Task description. Each line, starting at the one with "Target: vegetation on cliff slope" and running to the end of the data below, is to be set down again exactly, both ends included; leave pictures out.
*** Opening of Task inputs ***
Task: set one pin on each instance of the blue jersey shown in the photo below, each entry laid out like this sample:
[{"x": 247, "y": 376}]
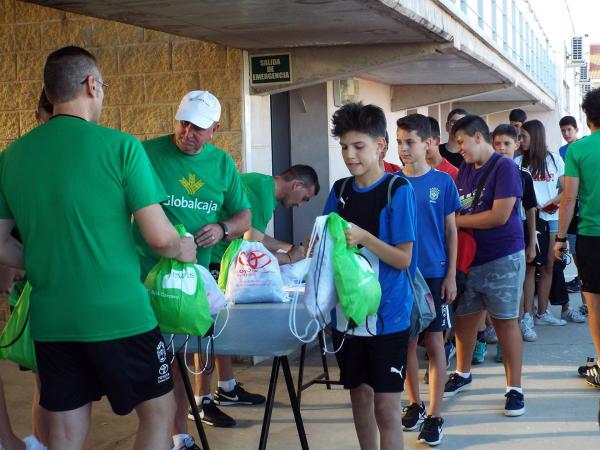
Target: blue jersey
[
  {"x": 436, "y": 197},
  {"x": 367, "y": 208}
]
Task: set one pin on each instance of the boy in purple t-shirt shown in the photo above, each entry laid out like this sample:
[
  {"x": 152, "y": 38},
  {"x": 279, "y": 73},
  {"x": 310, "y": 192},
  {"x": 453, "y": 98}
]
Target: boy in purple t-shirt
[{"x": 495, "y": 281}]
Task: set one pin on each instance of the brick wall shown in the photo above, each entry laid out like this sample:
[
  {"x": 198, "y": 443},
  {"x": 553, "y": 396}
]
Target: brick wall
[{"x": 147, "y": 71}]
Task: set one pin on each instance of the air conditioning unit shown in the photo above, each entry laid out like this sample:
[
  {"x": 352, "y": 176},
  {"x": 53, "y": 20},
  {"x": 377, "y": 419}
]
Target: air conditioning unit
[
  {"x": 576, "y": 49},
  {"x": 584, "y": 74},
  {"x": 585, "y": 88}
]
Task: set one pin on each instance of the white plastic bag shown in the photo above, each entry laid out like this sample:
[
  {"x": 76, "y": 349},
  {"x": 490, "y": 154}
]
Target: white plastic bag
[
  {"x": 320, "y": 296},
  {"x": 254, "y": 276},
  {"x": 216, "y": 300}
]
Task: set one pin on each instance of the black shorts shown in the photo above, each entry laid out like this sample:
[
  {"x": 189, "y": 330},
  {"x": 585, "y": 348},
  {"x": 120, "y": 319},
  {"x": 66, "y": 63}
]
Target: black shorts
[
  {"x": 440, "y": 321},
  {"x": 128, "y": 371},
  {"x": 379, "y": 361},
  {"x": 588, "y": 262},
  {"x": 215, "y": 270}
]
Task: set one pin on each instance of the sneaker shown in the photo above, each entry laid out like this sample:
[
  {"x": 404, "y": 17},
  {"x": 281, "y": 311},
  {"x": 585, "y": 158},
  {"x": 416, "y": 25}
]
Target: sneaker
[
  {"x": 455, "y": 384},
  {"x": 432, "y": 431},
  {"x": 212, "y": 415},
  {"x": 593, "y": 380},
  {"x": 490, "y": 335},
  {"x": 548, "y": 319},
  {"x": 529, "y": 335},
  {"x": 515, "y": 404},
  {"x": 573, "y": 286},
  {"x": 414, "y": 415},
  {"x": 498, "y": 353},
  {"x": 590, "y": 369},
  {"x": 572, "y": 315},
  {"x": 450, "y": 350},
  {"x": 528, "y": 319},
  {"x": 479, "y": 352},
  {"x": 238, "y": 396},
  {"x": 32, "y": 443}
]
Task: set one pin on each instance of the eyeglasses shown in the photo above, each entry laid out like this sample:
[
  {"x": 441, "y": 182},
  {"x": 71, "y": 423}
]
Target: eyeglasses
[{"x": 102, "y": 83}]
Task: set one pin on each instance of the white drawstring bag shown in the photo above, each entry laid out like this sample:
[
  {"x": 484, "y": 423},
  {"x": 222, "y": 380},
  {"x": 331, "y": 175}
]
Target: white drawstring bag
[{"x": 254, "y": 276}]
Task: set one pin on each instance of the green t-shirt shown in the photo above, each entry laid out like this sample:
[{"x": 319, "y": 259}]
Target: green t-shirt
[
  {"x": 583, "y": 161},
  {"x": 260, "y": 190},
  {"x": 201, "y": 189},
  {"x": 71, "y": 187}
]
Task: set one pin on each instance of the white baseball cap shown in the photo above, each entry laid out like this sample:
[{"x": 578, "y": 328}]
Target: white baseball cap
[{"x": 200, "y": 108}]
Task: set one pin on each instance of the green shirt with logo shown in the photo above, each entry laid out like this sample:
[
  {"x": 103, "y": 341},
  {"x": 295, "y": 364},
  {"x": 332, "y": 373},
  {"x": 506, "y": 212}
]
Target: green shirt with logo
[
  {"x": 71, "y": 187},
  {"x": 583, "y": 162},
  {"x": 201, "y": 189},
  {"x": 260, "y": 190}
]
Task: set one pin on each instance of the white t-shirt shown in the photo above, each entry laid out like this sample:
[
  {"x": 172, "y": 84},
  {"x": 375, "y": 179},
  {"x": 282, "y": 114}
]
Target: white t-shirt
[{"x": 546, "y": 188}]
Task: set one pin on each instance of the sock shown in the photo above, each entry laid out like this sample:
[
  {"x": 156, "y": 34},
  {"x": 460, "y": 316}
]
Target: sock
[
  {"x": 179, "y": 440},
  {"x": 199, "y": 398},
  {"x": 227, "y": 385}
]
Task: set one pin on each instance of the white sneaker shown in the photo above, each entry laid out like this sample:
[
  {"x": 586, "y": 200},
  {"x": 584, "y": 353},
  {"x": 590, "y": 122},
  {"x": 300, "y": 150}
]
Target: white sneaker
[
  {"x": 490, "y": 335},
  {"x": 548, "y": 319},
  {"x": 528, "y": 334},
  {"x": 528, "y": 319},
  {"x": 31, "y": 443},
  {"x": 572, "y": 315}
]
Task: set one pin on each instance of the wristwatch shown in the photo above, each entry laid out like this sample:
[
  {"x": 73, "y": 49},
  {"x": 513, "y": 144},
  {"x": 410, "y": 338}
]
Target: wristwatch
[{"x": 225, "y": 229}]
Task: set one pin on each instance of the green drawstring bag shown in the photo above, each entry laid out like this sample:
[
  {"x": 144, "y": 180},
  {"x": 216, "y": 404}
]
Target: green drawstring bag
[
  {"x": 16, "y": 343},
  {"x": 357, "y": 286},
  {"x": 226, "y": 261},
  {"x": 177, "y": 296}
]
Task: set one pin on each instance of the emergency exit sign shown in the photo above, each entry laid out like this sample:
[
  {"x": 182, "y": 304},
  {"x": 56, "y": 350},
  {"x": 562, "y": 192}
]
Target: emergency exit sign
[{"x": 270, "y": 69}]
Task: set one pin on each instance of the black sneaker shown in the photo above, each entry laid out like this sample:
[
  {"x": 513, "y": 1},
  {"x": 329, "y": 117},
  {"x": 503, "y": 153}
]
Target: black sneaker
[
  {"x": 238, "y": 396},
  {"x": 590, "y": 368},
  {"x": 432, "y": 431},
  {"x": 414, "y": 415},
  {"x": 189, "y": 444},
  {"x": 593, "y": 379},
  {"x": 515, "y": 404},
  {"x": 455, "y": 384},
  {"x": 212, "y": 415}
]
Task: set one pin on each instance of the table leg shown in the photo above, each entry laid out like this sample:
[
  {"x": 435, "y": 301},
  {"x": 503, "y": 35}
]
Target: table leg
[
  {"x": 264, "y": 433},
  {"x": 287, "y": 373},
  {"x": 190, "y": 394},
  {"x": 301, "y": 372}
]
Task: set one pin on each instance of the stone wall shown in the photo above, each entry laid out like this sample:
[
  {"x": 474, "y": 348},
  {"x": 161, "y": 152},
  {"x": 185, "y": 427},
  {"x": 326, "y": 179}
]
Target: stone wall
[{"x": 147, "y": 71}]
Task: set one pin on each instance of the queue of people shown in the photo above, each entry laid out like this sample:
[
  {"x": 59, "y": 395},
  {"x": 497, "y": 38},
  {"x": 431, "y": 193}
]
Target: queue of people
[{"x": 105, "y": 214}]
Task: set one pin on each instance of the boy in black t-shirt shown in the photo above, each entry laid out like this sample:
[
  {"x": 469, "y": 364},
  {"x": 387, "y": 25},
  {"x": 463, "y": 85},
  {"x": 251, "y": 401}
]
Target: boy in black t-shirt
[{"x": 506, "y": 142}]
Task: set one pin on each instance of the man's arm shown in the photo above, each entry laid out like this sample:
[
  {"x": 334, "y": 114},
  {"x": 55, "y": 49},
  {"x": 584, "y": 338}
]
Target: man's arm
[
  {"x": 237, "y": 225},
  {"x": 565, "y": 212},
  {"x": 449, "y": 283},
  {"x": 11, "y": 251},
  {"x": 162, "y": 237},
  {"x": 498, "y": 215}
]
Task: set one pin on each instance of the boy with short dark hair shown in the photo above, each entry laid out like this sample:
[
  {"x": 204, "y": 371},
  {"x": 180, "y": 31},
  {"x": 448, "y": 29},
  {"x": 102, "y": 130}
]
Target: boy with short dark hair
[
  {"x": 517, "y": 117},
  {"x": 437, "y": 199},
  {"x": 506, "y": 142},
  {"x": 433, "y": 156},
  {"x": 372, "y": 358},
  {"x": 496, "y": 276}
]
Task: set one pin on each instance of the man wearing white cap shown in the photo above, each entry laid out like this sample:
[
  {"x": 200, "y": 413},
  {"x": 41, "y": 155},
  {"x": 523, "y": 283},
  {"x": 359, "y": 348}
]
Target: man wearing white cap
[{"x": 202, "y": 185}]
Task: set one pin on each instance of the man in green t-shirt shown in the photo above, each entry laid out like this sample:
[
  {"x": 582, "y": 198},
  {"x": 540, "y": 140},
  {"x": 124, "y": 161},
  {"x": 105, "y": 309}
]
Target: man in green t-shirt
[
  {"x": 205, "y": 194},
  {"x": 582, "y": 165},
  {"x": 71, "y": 187}
]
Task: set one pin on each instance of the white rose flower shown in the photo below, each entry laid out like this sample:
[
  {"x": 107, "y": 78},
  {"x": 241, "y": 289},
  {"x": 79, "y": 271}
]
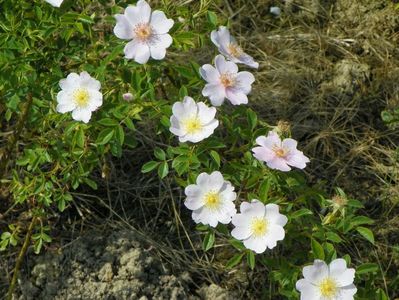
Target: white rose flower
[
  {"x": 259, "y": 226},
  {"x": 146, "y": 31},
  {"x": 322, "y": 282},
  {"x": 211, "y": 199},
  {"x": 227, "y": 45},
  {"x": 56, "y": 3},
  {"x": 225, "y": 81},
  {"x": 79, "y": 94},
  {"x": 191, "y": 121}
]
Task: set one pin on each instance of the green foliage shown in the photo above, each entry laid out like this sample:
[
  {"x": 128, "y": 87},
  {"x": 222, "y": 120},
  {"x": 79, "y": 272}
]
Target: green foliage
[{"x": 57, "y": 155}]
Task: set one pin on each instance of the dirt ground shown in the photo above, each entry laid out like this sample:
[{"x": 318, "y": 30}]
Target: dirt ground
[
  {"x": 115, "y": 266},
  {"x": 327, "y": 67}
]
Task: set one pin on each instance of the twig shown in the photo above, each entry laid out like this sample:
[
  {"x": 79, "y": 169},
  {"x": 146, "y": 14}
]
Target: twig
[
  {"x": 15, "y": 137},
  {"x": 20, "y": 257}
]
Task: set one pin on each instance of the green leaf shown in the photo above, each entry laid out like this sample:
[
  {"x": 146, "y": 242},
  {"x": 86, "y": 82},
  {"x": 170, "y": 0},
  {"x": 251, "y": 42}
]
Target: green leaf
[
  {"x": 252, "y": 119},
  {"x": 105, "y": 136},
  {"x": 108, "y": 122},
  {"x": 149, "y": 166},
  {"x": 215, "y": 156},
  {"x": 159, "y": 153},
  {"x": 367, "y": 268},
  {"x": 300, "y": 213},
  {"x": 360, "y": 220},
  {"x": 237, "y": 244},
  {"x": 235, "y": 260},
  {"x": 90, "y": 183},
  {"x": 366, "y": 233},
  {"x": 80, "y": 137},
  {"x": 317, "y": 250},
  {"x": 251, "y": 259},
  {"x": 333, "y": 237},
  {"x": 380, "y": 295},
  {"x": 120, "y": 135},
  {"x": 208, "y": 241},
  {"x": 163, "y": 170},
  {"x": 212, "y": 18}
]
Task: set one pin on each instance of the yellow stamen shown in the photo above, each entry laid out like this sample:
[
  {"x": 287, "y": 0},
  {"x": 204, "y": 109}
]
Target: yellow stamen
[
  {"x": 81, "y": 97},
  {"x": 235, "y": 50},
  {"x": 227, "y": 80},
  {"x": 193, "y": 125},
  {"x": 328, "y": 288},
  {"x": 259, "y": 227},
  {"x": 212, "y": 200},
  {"x": 280, "y": 152},
  {"x": 143, "y": 31}
]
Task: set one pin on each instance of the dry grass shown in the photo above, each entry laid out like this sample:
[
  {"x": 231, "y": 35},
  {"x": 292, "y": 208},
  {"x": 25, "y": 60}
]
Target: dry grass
[{"x": 327, "y": 67}]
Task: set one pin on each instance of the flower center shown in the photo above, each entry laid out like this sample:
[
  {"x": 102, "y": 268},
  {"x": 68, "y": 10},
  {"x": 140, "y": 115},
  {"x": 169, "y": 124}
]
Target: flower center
[
  {"x": 339, "y": 201},
  {"x": 227, "y": 79},
  {"x": 81, "y": 97},
  {"x": 235, "y": 50},
  {"x": 193, "y": 125},
  {"x": 259, "y": 227},
  {"x": 280, "y": 152},
  {"x": 212, "y": 200},
  {"x": 328, "y": 288},
  {"x": 143, "y": 31}
]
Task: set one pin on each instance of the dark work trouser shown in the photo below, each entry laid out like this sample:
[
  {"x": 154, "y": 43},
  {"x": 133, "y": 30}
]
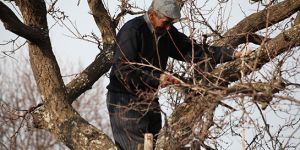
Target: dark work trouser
[{"x": 131, "y": 118}]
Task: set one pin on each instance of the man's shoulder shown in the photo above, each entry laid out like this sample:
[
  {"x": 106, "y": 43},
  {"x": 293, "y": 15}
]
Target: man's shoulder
[{"x": 136, "y": 23}]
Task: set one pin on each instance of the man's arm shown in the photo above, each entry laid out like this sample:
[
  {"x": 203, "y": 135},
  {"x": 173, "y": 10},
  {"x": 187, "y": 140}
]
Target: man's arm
[{"x": 126, "y": 62}]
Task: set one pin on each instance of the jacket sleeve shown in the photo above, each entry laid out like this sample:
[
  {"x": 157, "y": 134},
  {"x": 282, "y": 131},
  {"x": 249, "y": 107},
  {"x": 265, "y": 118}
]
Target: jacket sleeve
[
  {"x": 125, "y": 61},
  {"x": 184, "y": 48}
]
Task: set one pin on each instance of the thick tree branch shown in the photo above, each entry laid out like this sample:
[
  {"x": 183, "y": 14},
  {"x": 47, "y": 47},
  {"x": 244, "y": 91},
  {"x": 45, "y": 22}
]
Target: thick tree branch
[
  {"x": 56, "y": 114},
  {"x": 85, "y": 80},
  {"x": 230, "y": 72},
  {"x": 180, "y": 126},
  {"x": 258, "y": 21},
  {"x": 12, "y": 23},
  {"x": 89, "y": 76}
]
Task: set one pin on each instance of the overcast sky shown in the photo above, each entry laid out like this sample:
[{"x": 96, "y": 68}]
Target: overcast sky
[{"x": 72, "y": 52}]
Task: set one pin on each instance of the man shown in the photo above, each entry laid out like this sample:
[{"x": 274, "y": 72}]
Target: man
[{"x": 142, "y": 48}]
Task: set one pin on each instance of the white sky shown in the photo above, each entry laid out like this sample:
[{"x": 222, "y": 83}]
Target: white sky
[{"x": 78, "y": 53}]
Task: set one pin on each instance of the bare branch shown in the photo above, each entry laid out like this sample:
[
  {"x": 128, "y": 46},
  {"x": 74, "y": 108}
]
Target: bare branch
[
  {"x": 283, "y": 42},
  {"x": 258, "y": 21},
  {"x": 85, "y": 80},
  {"x": 13, "y": 24}
]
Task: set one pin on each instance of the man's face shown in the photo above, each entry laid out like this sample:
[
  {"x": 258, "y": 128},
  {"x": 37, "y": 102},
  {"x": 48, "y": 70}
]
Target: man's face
[{"x": 160, "y": 22}]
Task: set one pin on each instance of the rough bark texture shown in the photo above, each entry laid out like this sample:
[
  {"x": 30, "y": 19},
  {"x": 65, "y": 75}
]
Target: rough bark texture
[
  {"x": 56, "y": 114},
  {"x": 102, "y": 63},
  {"x": 202, "y": 108}
]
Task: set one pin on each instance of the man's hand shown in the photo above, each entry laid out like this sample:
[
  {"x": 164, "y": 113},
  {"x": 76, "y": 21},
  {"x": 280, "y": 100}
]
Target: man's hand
[
  {"x": 167, "y": 79},
  {"x": 244, "y": 52}
]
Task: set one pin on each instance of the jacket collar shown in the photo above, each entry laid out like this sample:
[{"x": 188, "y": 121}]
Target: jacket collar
[{"x": 150, "y": 26}]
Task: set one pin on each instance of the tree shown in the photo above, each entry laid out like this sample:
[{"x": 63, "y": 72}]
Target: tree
[
  {"x": 273, "y": 29},
  {"x": 19, "y": 96}
]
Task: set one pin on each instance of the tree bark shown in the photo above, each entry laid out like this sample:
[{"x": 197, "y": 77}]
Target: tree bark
[{"x": 56, "y": 114}]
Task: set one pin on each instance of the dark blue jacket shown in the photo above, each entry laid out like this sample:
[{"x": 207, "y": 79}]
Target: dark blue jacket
[{"x": 137, "y": 45}]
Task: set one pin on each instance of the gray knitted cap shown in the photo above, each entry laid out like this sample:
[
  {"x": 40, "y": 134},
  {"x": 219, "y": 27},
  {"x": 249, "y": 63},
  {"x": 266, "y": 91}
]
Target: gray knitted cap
[{"x": 168, "y": 8}]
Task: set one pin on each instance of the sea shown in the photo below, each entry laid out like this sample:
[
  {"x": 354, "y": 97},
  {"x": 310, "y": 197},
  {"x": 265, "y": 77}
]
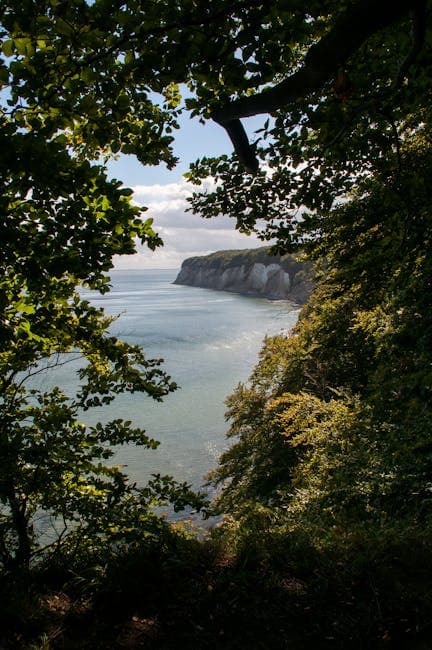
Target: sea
[{"x": 209, "y": 340}]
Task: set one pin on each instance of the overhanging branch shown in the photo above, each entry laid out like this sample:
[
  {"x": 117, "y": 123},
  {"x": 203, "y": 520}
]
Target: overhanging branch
[{"x": 351, "y": 30}]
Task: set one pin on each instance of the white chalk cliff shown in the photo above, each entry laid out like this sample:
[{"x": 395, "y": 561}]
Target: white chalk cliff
[{"x": 252, "y": 272}]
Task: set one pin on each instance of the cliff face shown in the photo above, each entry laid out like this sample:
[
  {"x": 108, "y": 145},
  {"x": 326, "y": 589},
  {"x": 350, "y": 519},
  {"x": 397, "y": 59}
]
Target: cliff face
[{"x": 252, "y": 272}]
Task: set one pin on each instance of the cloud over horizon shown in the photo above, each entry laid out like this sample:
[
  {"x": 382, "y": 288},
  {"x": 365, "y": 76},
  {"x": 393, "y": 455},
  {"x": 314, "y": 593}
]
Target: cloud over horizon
[{"x": 183, "y": 233}]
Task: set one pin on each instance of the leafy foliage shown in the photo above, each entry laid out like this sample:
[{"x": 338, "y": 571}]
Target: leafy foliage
[
  {"x": 334, "y": 429},
  {"x": 72, "y": 93}
]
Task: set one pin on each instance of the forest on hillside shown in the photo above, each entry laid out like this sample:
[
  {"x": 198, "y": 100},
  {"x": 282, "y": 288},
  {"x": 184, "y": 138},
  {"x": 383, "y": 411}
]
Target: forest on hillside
[{"x": 325, "y": 490}]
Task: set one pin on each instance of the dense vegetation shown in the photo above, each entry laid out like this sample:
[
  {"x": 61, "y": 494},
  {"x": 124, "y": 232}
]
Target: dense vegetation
[{"x": 326, "y": 489}]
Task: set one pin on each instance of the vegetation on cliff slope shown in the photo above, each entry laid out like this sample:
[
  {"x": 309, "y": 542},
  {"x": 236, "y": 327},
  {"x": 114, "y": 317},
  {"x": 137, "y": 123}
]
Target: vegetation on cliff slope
[{"x": 327, "y": 484}]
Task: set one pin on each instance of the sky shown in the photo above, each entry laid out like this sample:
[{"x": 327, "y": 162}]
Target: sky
[{"x": 164, "y": 193}]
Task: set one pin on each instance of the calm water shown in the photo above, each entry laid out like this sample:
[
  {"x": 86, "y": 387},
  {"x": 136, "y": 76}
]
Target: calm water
[{"x": 209, "y": 340}]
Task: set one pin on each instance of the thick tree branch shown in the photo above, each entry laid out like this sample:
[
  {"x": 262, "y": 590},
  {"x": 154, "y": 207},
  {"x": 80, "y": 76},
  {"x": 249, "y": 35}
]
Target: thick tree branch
[{"x": 350, "y": 31}]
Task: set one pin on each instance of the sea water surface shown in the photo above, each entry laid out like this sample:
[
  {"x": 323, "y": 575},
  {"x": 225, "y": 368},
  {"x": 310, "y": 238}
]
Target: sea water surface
[{"x": 209, "y": 341}]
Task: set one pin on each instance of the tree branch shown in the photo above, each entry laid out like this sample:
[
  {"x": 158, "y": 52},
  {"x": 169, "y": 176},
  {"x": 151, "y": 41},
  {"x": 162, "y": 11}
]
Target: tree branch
[{"x": 350, "y": 31}]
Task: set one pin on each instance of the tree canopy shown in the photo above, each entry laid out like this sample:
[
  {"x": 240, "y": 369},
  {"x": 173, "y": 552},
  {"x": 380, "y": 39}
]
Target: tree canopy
[{"x": 331, "y": 436}]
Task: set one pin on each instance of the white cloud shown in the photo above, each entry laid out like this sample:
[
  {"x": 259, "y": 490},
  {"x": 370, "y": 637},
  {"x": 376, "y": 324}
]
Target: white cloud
[{"x": 184, "y": 234}]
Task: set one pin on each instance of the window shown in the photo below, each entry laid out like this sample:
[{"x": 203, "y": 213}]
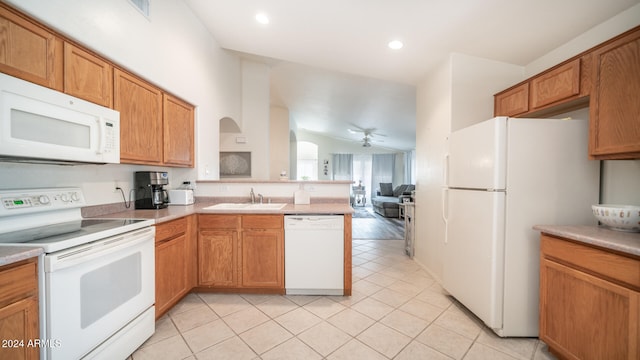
*** Close of Task inputs ***
Result of this exercise.
Target: vegetation on cliff slope
[{"x": 327, "y": 484}]
Task: set one pin on each instance of the sky shown in the photo above, each entry laid out like this sample:
[{"x": 327, "y": 162}]
Target: sky
[{"x": 164, "y": 193}]
Task: set one pin on each instance of the calm water shown in the photo above, each entry laid out like this sample:
[
  {"x": 86, "y": 387},
  {"x": 136, "y": 76}
]
Target: calm water
[{"x": 209, "y": 340}]
Task: set one pin on each instance of the thick tree branch shown in the photo above, each entry laid out like this sample:
[
  {"x": 262, "y": 590},
  {"x": 154, "y": 207},
  {"x": 80, "y": 76},
  {"x": 249, "y": 35}
]
Target: thick tree branch
[{"x": 350, "y": 31}]
Task: set one pin on each instance of the sea water surface shown in the photo above, each entry laid out like this sample:
[
  {"x": 323, "y": 575},
  {"x": 225, "y": 368},
  {"x": 310, "y": 238}
]
Target: sea water surface
[{"x": 209, "y": 341}]
Task: set one pin on each instance of the tree branch shown in the photo above, each entry laid out like this sample:
[
  {"x": 158, "y": 52},
  {"x": 169, "y": 176},
  {"x": 151, "y": 41},
  {"x": 162, "y": 11}
]
Target: tree branch
[{"x": 350, "y": 31}]
Task: set one pin on each instance of the tree canopy shown in the photo above, each entry laid out like this sample:
[
  {"x": 240, "y": 369},
  {"x": 173, "y": 552},
  {"x": 380, "y": 39}
]
Target: tree canopy
[{"x": 331, "y": 436}]
Task: set one pin on each instance of the white cloud shown in the photo above, each entry laid out like this sample:
[
  {"x": 259, "y": 490},
  {"x": 370, "y": 637},
  {"x": 376, "y": 324}
]
Target: white cloud
[{"x": 184, "y": 234}]
Task: set one pin on each instance of the window shown in the photo below, each entry laid out like this sample:
[{"x": 203, "y": 213}]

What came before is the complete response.